Task to complete: Convert the records below into a two-column CSV with the header text,answer and one row per record. Put each record's text and its answer in a single quoted field, replace line breaks with spaces, and leave out the pictures.

Records provided:
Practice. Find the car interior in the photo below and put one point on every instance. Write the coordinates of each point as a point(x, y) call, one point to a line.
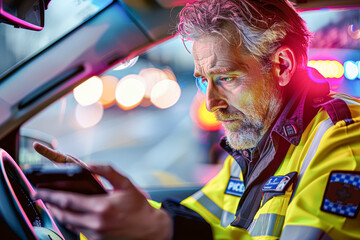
point(47, 55)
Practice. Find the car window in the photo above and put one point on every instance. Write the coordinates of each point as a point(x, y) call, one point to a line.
point(60, 18)
point(152, 137)
point(171, 140)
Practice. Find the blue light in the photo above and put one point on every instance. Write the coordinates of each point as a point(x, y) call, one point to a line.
point(351, 70)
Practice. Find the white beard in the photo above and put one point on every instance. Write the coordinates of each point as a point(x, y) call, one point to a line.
point(245, 138)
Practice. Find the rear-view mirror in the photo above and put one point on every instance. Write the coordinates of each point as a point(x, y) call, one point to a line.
point(27, 14)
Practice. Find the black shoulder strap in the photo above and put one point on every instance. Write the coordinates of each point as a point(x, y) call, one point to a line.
point(337, 109)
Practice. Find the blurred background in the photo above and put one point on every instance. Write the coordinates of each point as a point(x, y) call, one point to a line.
point(145, 116)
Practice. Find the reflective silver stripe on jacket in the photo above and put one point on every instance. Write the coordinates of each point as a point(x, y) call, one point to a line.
point(271, 224)
point(235, 169)
point(324, 126)
point(303, 233)
point(225, 217)
point(267, 224)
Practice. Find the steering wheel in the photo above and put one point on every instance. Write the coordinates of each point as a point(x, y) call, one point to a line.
point(20, 216)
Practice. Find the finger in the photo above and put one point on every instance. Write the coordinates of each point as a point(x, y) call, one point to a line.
point(72, 201)
point(49, 153)
point(118, 181)
point(76, 221)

Finished answer:
text,answer
"Practice. Find the car interior in the photo below and put one point on every instance. Write the coordinates of each point as a point(x, y) call, one point to a line.","point(47, 55)"
"Practice. Find the car window in the photo above and put one point on every instance. Write the coordinates of each point as a point(x, y) call, one point to a line.","point(60, 18) point(152, 137) point(171, 140)"
"Practice. Find the blue light in the photo above and put one point on every instance. Write the coordinates of each point as a point(x, y) call, one point to a line.","point(351, 70)"
"Practice. Find the white beard in the photo above and put one point on every instance. Write the coordinates of each point as a point(x, y) call, one point to a line.","point(245, 138)"
"Practice. Find the rear-view mirror in the photo above and put one point on every instance. Write the coordinates of each point as a point(x, y) call, one point to a line.","point(27, 14)"
"Practice. Find the black shoulder strap in the photo above and put one point on every instance. Write the coordinates of each point as a point(x, y) call, one point to a line.","point(337, 109)"
"Practice. Find the blurred background in the photo above and put one point on every instance. Write the coordinates of each point as a point(x, y) call, one point to a line.","point(145, 116)"
"Practice. Find the reflective silver stripe on jacket in the photo above and put one point on every instance. Write the coordinates of each point as a point(x, y) call, one point to a line.","point(271, 224) point(235, 169) point(324, 126) point(303, 233) point(225, 217) point(267, 224)"
"Practice. Find the steering wheel in the photo above and put one point on every instance. Write the coordinates of each point as a point(x, y) call, one point to a line.","point(20, 216)"
"Practice. Find the finger in the photo above and put one point on every instance. Write the coordinates of each point as a point(x, y) call, one point to a line.","point(72, 201) point(49, 153) point(118, 181) point(76, 221)"